# Exercise details
Count the lines in the records below that contain the string "covered", and reply with that number alone.
============
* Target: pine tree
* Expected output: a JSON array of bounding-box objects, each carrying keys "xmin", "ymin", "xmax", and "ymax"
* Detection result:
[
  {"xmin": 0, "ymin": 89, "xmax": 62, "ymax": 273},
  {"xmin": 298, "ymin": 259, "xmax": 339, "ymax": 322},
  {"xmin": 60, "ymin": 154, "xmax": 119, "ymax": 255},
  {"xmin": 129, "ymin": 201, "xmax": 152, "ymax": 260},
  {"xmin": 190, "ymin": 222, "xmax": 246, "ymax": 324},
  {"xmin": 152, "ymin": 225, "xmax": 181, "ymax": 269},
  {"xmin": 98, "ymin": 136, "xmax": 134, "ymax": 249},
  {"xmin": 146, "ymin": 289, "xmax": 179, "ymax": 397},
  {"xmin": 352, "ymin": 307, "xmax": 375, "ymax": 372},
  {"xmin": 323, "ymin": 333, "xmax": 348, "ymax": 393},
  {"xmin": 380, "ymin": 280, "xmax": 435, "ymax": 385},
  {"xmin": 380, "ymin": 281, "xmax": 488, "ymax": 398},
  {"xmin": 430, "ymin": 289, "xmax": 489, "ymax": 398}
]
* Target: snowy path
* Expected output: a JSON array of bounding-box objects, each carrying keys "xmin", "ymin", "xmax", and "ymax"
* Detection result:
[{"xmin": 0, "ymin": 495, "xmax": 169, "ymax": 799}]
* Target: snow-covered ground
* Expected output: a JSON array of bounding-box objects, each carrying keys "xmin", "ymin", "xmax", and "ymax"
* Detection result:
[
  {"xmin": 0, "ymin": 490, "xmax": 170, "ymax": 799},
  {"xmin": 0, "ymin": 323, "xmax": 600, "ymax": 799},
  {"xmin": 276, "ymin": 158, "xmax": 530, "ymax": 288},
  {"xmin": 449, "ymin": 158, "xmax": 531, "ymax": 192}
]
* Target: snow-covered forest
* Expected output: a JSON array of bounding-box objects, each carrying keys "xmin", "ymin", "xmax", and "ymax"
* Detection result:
============
# Task response
2